▶ _Set problem_:
Render every line of the data below as a Markdown table with the columns "Row" and "Line", numbering the rows and omitting blank lines.

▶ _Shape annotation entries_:
*****

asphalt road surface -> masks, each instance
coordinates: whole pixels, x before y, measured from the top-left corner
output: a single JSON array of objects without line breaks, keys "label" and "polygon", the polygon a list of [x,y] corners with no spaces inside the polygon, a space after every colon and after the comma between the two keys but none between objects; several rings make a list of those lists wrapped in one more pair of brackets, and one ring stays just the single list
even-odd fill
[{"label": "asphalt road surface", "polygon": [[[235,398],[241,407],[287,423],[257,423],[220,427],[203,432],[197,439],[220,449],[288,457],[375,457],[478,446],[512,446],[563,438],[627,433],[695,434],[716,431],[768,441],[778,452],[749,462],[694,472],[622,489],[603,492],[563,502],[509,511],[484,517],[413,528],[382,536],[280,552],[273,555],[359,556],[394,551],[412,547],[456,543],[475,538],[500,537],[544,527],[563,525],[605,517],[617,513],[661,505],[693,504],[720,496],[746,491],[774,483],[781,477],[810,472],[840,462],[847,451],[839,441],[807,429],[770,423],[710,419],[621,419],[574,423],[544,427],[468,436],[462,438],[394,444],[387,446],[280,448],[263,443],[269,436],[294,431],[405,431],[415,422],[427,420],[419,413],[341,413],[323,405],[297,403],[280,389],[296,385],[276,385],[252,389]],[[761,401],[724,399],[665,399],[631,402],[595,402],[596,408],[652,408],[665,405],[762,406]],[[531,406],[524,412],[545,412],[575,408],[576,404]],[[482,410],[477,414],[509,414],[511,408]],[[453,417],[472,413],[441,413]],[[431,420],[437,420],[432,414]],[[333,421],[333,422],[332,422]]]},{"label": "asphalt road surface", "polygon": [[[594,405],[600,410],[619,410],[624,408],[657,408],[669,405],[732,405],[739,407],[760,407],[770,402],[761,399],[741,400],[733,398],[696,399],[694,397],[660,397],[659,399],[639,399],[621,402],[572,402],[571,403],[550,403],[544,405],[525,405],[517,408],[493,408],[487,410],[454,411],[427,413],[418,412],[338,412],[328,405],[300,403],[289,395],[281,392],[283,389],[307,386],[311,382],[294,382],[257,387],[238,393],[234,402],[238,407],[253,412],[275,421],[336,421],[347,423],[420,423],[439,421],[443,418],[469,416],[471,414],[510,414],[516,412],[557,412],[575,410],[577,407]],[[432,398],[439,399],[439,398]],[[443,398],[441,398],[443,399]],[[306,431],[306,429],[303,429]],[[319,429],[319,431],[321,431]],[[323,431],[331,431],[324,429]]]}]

*****

▶ _Response below_:
| Row | Line |
|---|---|
| 1 | asphalt road surface -> masks, each instance |
| 2 | coordinates: whole pixels, x before y, measured from the top-left corner |
| 3 | output: a single JSON array of objects without line breaks, keys "label" and "polygon", the polygon a list of [x,y] corners with no spaces inside the polygon, a space after every colon and after the comma between the two keys but none between objects; several rings make a list of those lists wrapped in one more pair of brackets, and one ring stays just the single list |
| 4 | even-odd fill |
| 5 | [{"label": "asphalt road surface", "polygon": [[[235,398],[241,407],[287,423],[257,423],[220,427],[203,432],[197,439],[220,449],[288,457],[375,457],[478,446],[512,446],[563,438],[627,433],[695,434],[716,431],[768,441],[778,452],[749,462],[694,472],[622,489],[603,492],[563,502],[509,511],[484,517],[413,528],[382,536],[280,552],[273,555],[359,556],[394,551],[412,547],[456,543],[475,538],[500,537],[544,527],[563,525],[605,517],[617,513],[661,505],[693,504],[720,496],[746,491],[774,483],[781,477],[810,472],[840,462],[847,451],[839,441],[807,429],[770,423],[710,419],[621,419],[574,423],[544,427],[468,436],[462,438],[394,444],[387,446],[280,448],[263,443],[269,436],[294,431],[405,431],[415,422],[427,420],[419,413],[341,413],[323,405],[297,403],[280,389],[296,385],[276,385],[252,389]],[[761,401],[724,399],[665,399],[631,402],[595,402],[596,408],[652,408],[665,405],[762,406]],[[531,406],[524,412],[545,412],[575,408],[576,404]],[[482,410],[477,414],[509,414],[511,408]],[[453,417],[472,413],[441,413]],[[431,420],[437,420],[432,414]],[[333,421],[333,422],[332,422]]]},{"label": "asphalt road surface", "polygon": [[[594,405],[600,410],[619,410],[624,408],[657,408],[669,405],[732,405],[739,407],[760,407],[770,402],[761,399],[741,400],[733,398],[696,399],[694,397],[660,397],[659,399],[639,399],[621,402],[572,402],[571,403],[550,403],[544,405],[525,405],[517,408],[493,408],[487,410],[454,411],[427,413],[418,412],[338,412],[328,405],[300,403],[289,395],[281,392],[283,389],[307,386],[311,382],[294,382],[257,387],[238,393],[234,402],[238,407],[253,412],[275,421],[336,421],[347,423],[420,423],[439,421],[443,418],[469,416],[471,414],[510,414],[516,412],[557,412],[575,410],[577,407]],[[432,398],[439,399],[439,398]],[[443,398],[441,398],[443,399]],[[306,431],[306,429],[303,429]],[[319,429],[319,431],[321,431]],[[323,431],[331,431],[324,429]]]}] |